(Records from a data collection)
________________________________________
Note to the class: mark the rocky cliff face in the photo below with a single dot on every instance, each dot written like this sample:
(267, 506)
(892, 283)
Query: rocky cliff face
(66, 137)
________________________________________
OBJECTIVE>
From the first line to the last, retype the data exactly.

WRITTEN SOLUTION>
Note to the class: mark the rocky cliff face in the photo below with a single dot on every instance, each dot written like this sample:
(267, 506)
(892, 283)
Query: rocky cliff face
(66, 137)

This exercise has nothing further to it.